=== DATA PROVIDED ===

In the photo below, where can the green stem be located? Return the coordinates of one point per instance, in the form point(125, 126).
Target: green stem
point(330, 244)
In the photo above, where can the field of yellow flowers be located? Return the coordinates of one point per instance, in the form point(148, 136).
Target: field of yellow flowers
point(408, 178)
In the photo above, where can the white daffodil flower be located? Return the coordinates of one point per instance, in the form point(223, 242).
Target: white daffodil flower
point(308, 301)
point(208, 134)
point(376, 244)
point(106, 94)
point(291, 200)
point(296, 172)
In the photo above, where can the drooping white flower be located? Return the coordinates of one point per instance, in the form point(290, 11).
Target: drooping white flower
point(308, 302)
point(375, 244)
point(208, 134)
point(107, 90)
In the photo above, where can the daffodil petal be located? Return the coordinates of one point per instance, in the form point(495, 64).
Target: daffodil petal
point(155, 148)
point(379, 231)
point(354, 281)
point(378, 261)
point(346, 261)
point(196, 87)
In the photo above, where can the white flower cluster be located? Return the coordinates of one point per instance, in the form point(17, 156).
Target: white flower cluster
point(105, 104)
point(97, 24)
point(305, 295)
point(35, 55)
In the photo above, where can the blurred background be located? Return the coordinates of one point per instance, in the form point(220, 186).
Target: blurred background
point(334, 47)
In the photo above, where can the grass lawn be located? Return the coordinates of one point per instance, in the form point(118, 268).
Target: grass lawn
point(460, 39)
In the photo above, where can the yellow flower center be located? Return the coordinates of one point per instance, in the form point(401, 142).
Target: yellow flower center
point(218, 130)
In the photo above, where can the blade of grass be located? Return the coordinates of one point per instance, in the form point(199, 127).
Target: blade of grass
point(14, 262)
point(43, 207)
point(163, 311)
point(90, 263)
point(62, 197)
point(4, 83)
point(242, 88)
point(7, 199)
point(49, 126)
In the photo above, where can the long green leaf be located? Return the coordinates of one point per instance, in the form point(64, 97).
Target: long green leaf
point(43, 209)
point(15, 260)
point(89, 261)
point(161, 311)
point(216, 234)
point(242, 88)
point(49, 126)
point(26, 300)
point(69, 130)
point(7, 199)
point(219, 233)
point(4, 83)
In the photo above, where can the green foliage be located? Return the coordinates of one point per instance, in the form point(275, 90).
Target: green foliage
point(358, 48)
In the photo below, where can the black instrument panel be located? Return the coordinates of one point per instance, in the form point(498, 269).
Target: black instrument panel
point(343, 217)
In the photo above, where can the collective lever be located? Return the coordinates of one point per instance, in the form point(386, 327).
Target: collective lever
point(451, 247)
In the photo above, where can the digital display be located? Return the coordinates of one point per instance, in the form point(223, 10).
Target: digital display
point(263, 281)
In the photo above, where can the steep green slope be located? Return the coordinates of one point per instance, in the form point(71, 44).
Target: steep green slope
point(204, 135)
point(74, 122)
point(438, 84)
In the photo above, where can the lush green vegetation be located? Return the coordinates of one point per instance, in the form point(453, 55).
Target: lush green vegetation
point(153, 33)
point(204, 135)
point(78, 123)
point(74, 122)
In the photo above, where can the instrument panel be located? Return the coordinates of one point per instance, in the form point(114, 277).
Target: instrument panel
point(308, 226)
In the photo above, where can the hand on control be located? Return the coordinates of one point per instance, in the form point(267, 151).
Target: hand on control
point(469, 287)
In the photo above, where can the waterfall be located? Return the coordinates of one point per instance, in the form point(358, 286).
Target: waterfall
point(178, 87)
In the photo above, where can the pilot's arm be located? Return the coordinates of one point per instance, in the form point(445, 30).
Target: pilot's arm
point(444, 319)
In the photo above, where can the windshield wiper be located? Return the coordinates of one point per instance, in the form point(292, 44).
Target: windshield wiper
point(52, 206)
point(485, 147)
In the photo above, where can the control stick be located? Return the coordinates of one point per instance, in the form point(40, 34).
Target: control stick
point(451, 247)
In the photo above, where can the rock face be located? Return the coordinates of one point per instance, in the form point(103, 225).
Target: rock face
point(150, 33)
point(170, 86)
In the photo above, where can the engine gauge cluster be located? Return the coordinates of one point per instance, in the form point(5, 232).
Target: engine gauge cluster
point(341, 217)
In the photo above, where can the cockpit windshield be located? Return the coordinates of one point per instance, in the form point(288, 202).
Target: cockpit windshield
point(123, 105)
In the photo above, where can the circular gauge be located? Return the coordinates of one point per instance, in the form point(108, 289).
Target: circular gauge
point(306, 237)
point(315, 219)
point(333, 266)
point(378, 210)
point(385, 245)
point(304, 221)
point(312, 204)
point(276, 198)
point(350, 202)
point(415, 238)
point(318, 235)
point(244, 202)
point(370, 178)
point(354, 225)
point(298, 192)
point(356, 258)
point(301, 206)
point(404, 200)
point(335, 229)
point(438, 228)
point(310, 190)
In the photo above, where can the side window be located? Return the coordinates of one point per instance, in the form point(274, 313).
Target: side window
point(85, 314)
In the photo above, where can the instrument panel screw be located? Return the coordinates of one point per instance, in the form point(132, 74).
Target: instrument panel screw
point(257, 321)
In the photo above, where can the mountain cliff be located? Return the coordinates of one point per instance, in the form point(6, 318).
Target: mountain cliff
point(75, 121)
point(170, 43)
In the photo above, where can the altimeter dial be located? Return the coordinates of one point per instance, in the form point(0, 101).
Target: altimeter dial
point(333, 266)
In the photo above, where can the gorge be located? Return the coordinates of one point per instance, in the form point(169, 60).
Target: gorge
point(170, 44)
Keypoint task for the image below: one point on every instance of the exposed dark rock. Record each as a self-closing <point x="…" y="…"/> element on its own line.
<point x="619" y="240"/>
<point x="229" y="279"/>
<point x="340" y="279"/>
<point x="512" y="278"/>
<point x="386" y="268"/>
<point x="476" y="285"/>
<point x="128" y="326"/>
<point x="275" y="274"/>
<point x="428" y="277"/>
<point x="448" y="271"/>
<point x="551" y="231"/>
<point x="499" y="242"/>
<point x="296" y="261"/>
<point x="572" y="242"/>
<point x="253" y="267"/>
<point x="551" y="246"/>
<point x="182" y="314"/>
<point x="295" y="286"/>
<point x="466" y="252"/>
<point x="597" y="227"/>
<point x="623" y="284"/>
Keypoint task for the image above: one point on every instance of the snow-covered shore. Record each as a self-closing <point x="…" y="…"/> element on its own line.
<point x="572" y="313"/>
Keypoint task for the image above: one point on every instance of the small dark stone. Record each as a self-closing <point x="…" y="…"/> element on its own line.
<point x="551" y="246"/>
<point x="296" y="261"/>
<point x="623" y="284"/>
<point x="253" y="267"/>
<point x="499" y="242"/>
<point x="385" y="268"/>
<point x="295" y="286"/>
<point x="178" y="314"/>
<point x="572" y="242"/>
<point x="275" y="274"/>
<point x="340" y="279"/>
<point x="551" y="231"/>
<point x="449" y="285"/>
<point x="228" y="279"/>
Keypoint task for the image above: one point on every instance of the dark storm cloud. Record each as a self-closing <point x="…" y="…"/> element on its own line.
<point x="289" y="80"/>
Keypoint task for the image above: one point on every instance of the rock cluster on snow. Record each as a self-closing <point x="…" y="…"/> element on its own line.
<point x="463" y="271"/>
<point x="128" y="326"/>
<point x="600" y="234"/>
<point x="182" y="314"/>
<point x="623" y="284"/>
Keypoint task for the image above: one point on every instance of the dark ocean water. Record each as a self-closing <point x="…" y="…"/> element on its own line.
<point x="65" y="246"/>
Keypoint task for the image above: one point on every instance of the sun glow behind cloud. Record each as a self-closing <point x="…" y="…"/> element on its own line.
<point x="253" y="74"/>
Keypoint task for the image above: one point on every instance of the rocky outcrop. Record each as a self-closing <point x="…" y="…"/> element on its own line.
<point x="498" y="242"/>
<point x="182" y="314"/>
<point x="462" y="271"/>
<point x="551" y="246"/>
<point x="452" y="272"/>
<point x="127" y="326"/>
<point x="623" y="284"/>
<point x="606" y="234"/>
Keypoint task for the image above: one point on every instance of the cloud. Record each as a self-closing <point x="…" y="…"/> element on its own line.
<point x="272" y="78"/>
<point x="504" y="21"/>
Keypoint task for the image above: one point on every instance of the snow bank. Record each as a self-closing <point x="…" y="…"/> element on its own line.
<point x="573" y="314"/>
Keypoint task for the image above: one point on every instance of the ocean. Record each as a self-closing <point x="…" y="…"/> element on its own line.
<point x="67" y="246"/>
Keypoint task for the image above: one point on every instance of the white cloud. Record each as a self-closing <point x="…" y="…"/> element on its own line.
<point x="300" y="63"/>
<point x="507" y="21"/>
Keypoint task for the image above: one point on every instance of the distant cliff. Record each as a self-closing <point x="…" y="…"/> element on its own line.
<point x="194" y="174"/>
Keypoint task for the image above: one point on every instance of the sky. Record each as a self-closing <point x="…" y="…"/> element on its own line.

===

* TRY IT: Word for word, set down the lines from the beginning of the records through the line that holds "In the photo above, where can the daffodil". Leave out the rest.

* THE ANSWER:
In the photo below, where can the green stem be located? Return the coordinates of one point per instance, in the form point(125, 126).
Target: green stem
point(330, 244)
In the photo above, where can the field of yellow flowers be located? Return the coordinates of one point per instance, in the form point(148, 136).
Target: field of yellow flowers
point(408, 178)
In the photo above, where can the white daffodil flower be located? Return the coordinates of one point per instance, in the form point(223, 242).
Target: white daffodil flower
point(308, 301)
point(208, 134)
point(376, 244)
point(106, 94)
point(291, 200)
point(296, 172)
In the photo above, where can the drooping white flower be located? Return the coordinates of one point per instance, in the form point(290, 11).
Target: drooping white flower
point(308, 302)
point(375, 244)
point(208, 134)
point(107, 90)
In the photo above, where can the daffodil petal be located? Return the coordinates of one point per instance, in the form point(495, 64).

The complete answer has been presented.